» EXTRACTED MATERIAL
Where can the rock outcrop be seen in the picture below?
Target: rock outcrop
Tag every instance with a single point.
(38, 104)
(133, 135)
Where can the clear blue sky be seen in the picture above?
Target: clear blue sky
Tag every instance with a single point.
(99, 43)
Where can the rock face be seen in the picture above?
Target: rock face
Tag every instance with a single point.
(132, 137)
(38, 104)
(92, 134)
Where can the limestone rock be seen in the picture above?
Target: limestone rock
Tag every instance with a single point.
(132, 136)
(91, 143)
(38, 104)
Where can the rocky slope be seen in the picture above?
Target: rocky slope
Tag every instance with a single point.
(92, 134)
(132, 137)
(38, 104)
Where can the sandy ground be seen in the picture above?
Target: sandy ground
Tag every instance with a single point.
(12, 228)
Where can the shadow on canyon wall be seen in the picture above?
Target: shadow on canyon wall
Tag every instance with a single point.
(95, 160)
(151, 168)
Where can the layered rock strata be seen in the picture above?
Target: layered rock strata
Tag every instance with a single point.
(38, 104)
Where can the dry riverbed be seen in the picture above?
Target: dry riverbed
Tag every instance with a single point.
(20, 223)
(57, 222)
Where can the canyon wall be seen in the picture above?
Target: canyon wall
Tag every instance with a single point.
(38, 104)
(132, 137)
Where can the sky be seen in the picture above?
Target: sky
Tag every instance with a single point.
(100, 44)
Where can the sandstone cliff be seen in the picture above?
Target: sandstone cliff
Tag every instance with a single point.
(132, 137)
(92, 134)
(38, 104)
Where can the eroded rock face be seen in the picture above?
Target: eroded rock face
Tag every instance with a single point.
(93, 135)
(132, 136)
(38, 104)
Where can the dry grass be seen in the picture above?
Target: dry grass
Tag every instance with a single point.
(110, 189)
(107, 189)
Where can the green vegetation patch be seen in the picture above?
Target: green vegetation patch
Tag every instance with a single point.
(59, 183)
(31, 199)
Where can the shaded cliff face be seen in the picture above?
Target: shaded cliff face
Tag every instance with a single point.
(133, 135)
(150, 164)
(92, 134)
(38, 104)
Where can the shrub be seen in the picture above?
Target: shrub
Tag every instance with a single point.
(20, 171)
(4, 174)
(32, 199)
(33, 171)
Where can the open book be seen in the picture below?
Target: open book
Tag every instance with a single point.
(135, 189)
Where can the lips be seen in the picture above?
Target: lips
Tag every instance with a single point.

» SHORT TASK
Type out the entries again, word for word.

» WRITTEN ANSWER
Where can the rock outcrop be seen in the picture below?
Target: rock outcrop
Tag every instance with a single point.
(38, 104)
(133, 135)
Where can the clear blue sky be seen in the picture above?
Target: clear blue sky
Tag every instance with a single point.
(99, 43)
Where can the rock face be seen in the picture above?
Target: rock face
Tag every instance with a single point.
(132, 137)
(38, 104)
(92, 134)
Where can the limestone rock be seen in the picture above?
Target: limestone rock
Tag every instance with a single point.
(132, 136)
(91, 143)
(38, 104)
Where can the rocky slope be seen in the picture above?
Target: rocky slope
Tag every instance with a single point.
(92, 134)
(132, 137)
(38, 104)
Where can the sandy ground be seen in the picture above?
Target: sandy ground
Tag every instance with a single point.
(12, 228)
Where can the shadow on canyon wall be seen in the picture above?
Target: shadow on canyon wall
Tag every instance with a single point.
(95, 160)
(151, 168)
Where can the layered rock strata be seen in the picture above?
Target: layered rock strata
Tag every instance with a single point.
(38, 104)
Where can the dry riverbed be seen in the picture above?
Target: dry riverbed
Tag every instance with a single point.
(20, 223)
(57, 222)
Where can the canyon wall be seen in the picture above?
Target: canyon wall
Tag every instance with a single point.
(38, 104)
(132, 137)
Where can the sky be seen in the picture above?
Target: sky
Tag every instance with a single point.
(100, 44)
Where can the sandstone cliff be seen in the picture above?
Target: sandstone cliff
Tag every instance with a single point.
(132, 137)
(92, 134)
(38, 104)
Where can the eroded rock face be seen in the picture above?
Target: eroded rock face
Tag every instance with a single point.
(93, 135)
(132, 136)
(38, 104)
Where can the dry grass be seen in the picture above?
Target: dry grass
Tag every instance with a single point.
(110, 189)
(107, 189)
Where can the green vegetation patch be seen in the picture above?
Target: green vegetation patch
Tag every instance with a single point.
(59, 183)
(31, 199)
Where can the shaded cliff face be seen in the picture above?
Target: shaded cliff face
Tag every instance with a single point.
(133, 135)
(150, 164)
(92, 134)
(38, 104)
Where can the shrub be seen in the picture above?
Target: shrub
Tag every instance with a single point.
(20, 171)
(4, 174)
(32, 199)
(33, 171)
Where can the open book be seen in the picture below?
Target: open book
Tag every instance with a single point.
(135, 189)
Where can the lips be seen in the picture above?
Target: lips
Tag every instance with a single point.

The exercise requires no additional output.